### [AUSGEWÄHLTER TEXTAUSZUG]
________
Mutmaßlich und könnte – in einem Satz
Denn an den Ufern des Ganges sind „mehrere Leichen angeschwemmt worden, bei denen es sich angeblich um mutmaßliche Corona-Todesopfer handeln könnte“, so der Autor der FAZ. Die Corona-Nachrichten, die von den Medien in den vergangenen Tagen über die „gefährliche Virus-Mutante“ in Indien verbreitet worden sind, lässt offenbar nur den Schluss zu, dass es sich bei dem im Ganges treibenden oder am Ufer angeschwemmten Leichen folgerichtig nur um Corona-Tote handeln könne. Auch der ORF schrieb, dass „die im Ganges angeschwemmten Leichen mutmaßliche Covid-19-Opfer“ seien. Die Medien beziehen sich dabei eigenen Angaben zufolge auf die Berichterstattung vor Ort.
________
### [ANGEZEIGTE INFORMATIONEN]
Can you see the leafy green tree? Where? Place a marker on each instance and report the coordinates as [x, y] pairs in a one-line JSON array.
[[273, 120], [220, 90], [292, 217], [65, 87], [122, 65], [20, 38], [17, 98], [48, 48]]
________
### [AUFGABEN]
(1) Geben Sie den Textauszug über die Leichen am Ganges von „Mutmaßlich und könnte“ bis „Berichterstattung vor Ort.“ erneut wieder, wobei Sie „Autor“ durch „Korrespondent“ ersetzen.
(2) Führen Sie den Textauszug über die am Ganges angeschwemmten Leichen im Anschluss an seinen letzten Satz weiter.
Das Material steht für sich und gehört nicht zum Textauszug.

### [LÖSUNGEN]
(1)
Mutmaßlich und könnte – in einem Satz
Denn an den Ufern des Ganges sind „mehrere Leichen angeschwemmt worden, bei denen es sich angeblich um mutmaßliche Corona-Todesopfer handeln könnte“, so der Korrespondent der FAZ. Die Corona-Nachrichten, die von den Medien in den vergangenen Tagen über die „gefährliche Virus-Mutante“ in Indien verbreitet worden sind, lässt offenbar nur den Schluss zu, dass es sich bei dem im Ganges treibenden oder am Ufer angeschwemmten Leichen folgerichtig nur um Corona-Tote handeln könne. Auch der ORF schrieb, dass „die im Ganges angeschwemmten Leichen mutmaßliche Covid-19-Opfer“ seien. Die Medien beziehen sich dabei eigenen Angaben zufolge auf die Berichterstattung vor Ort.

(2)
Auf den ersten Blick mag das für den Indien-unerfahrenen Leser erschreckend klingen. Doch dass Leichen im Ganges treiben, gehört in Indien zur traurigen Normalität, von denen Reisende und Indien-Kenner seit Jahren berichten. Dass es sich um Covid-Tote handelt, ist zumindest statistisch fraglich. Der Economist berichtete noch im März, dass die Corona-Todesrate in Indien überraschend niedrig sei. Zum internationalen Vergleich laut JHU und Our World in Data:
Weltweit sind etwa 156 Millionen Fälle gemeldet worden, denen 3,256 Millionen Todesfälle zugeordnet werden. Dies entspricht einer weltweiten Todesrate von 2 %. Pro 1 Million Menschen sind weltweit 20.000 Fälle (an Infektionen)zugeordnet worden.
In Indien sind bis dato 23,7 Millionen Fälle gemeldet worden, bei denen es 258.317 zugeordnete Todesfälle gab. Dies entspricht einer Todesrate von 1,1 %. Pro 1 Million Menschen sind in Indien 17.400 Fälle (an Infektionen) zugeordnet worden.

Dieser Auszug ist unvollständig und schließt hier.